__PROBLEMA PLANTEADO A__. Transcriba sin alteración alguna el tramo del listado que va desde la línea que contiene "The component shall provide one point per instance of the temple" hasta el final del listado, con ambos extremos incluidos.

__PASAJE MOSTRADO__.
Para los conservadores, azuzar este falso sentimiento de verse amenazados resulta tremendamente útil. Principalmente, porque quienes sí que están bajo la amenaza que supone una política feminista son precisamente los líderes de esos partidos y, en general, todo aquel que ostente un poder basado en la desigualdad de cualquier tipo. Pero además, jugar al “que viene el monstruo del hembrismo a por ti” da jugosísimos resultados electorales.

Hacer pasar al feminismo como una contrapartida del “machismo”, considerado abiertamente como algo malo, en general, en la cabeza de casi todos los ciudadanos occidentales, sirve para construir esta identidad de hombre bajo amenaza y sospecha, que a la postre sirve para construir programas políticos encabezados con la derogación de la Ley Contra la Violencia de Género –por discriminar al hombre frente a la ley, mientras se esconden los intereses reales de esos partidos, los cuales suelen distar bastante de cualquier beneficio real para muchos de sus votantes. Lo que buscan es enfatizar las injusticias y las diferencias económicas y simbólicas y mantener las mismas estructuras de poder.

__PROBLEMA PLANTEADO B__. Reproduzca textualmente el fragmento del pasaje anterior que va desde "Hacer pasar al" hasta "estructuras de poder.".

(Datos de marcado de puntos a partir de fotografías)

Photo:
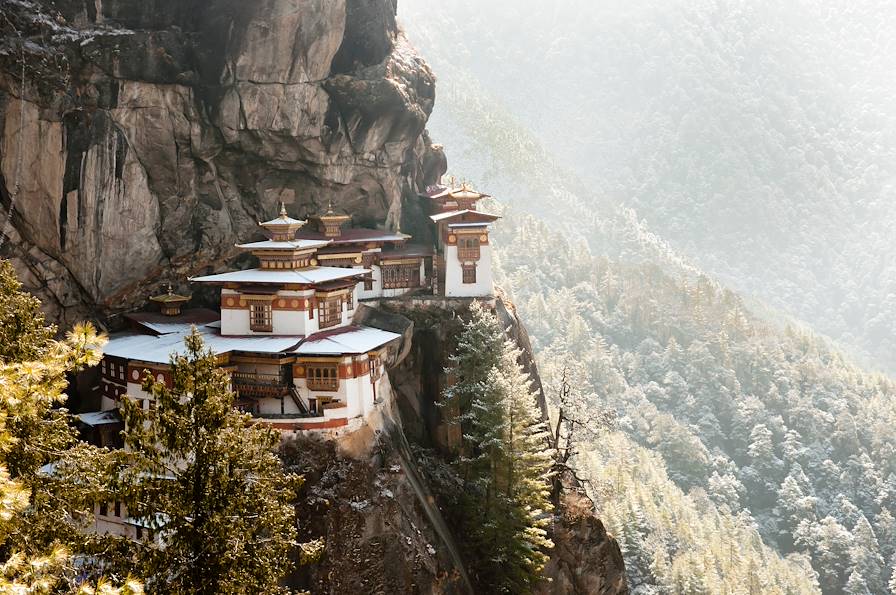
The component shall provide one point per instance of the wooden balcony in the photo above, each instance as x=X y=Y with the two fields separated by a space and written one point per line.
x=260 y=385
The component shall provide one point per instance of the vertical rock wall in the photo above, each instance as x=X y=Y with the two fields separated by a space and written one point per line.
x=147 y=137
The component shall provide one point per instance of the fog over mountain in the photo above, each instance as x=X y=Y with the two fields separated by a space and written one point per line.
x=758 y=139
x=695 y=195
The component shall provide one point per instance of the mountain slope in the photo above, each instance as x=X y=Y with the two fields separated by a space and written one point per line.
x=764 y=428
x=758 y=140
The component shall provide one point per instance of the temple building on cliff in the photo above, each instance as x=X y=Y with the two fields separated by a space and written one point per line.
x=285 y=331
x=462 y=262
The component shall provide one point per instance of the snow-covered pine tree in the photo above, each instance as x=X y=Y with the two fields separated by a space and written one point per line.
x=504 y=460
x=524 y=471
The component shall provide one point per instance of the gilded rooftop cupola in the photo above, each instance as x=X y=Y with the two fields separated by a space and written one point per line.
x=170 y=303
x=283 y=250
x=284 y=227
x=330 y=223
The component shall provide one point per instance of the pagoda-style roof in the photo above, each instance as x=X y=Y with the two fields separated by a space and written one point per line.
x=170 y=298
x=297 y=244
x=170 y=303
x=464 y=216
x=158 y=349
x=357 y=235
x=306 y=276
x=407 y=251
x=283 y=220
x=162 y=324
x=345 y=340
x=441 y=193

__RESULTADO FINAL A__.
The component shall provide one point per instance of the temple building on cliff in the photo above, each instance as x=X y=Y with the two fields separated by a space and written one point per line.
x=285 y=331
x=462 y=262
The component shall provide one point per instance of the snow-covered pine tree in the photo above, each instance as x=X y=Y with the two fields separated by a space and written one point per line.
x=504 y=460
x=524 y=471
The component shall provide one point per instance of the gilded rooftop cupola in the photo above, each instance as x=X y=Y with the two fields separated by a space and written one point per line.
x=170 y=303
x=283 y=250
x=284 y=227
x=330 y=223
The component shall provide one point per instance of the pagoda-style roof in the photo above, each instance as x=X y=Y with the two fields separated by a space and written one point per line.
x=170 y=298
x=297 y=244
x=170 y=303
x=464 y=216
x=158 y=349
x=357 y=235
x=306 y=276
x=407 y=251
x=283 y=220
x=162 y=324
x=345 y=340
x=441 y=193

__RESULTADO FINAL B__.
Hacer pasar al feminismo como una contrapartida del “machismo”, considerado abiertamente como algo malo, en general, en la cabeza de casi todos los ciudadanos occidentales, sirve para construir esta identidad de hombre bajo amenaza y sospecha, que a la postre sirve para construir programas políticos encabezados con la derogación de la Ley Contra la Violencia de Género –por discriminar al hombre frente a la ley, mientras se esconden los intereses reales de esos partidos, los cuales suelen distar bastante de cualquier beneficio real para muchos de sus votantes. Lo que buscan es enfatizar las injusticias y las diferencias económicas y simbólicas y mantener las mismas estructuras de poder.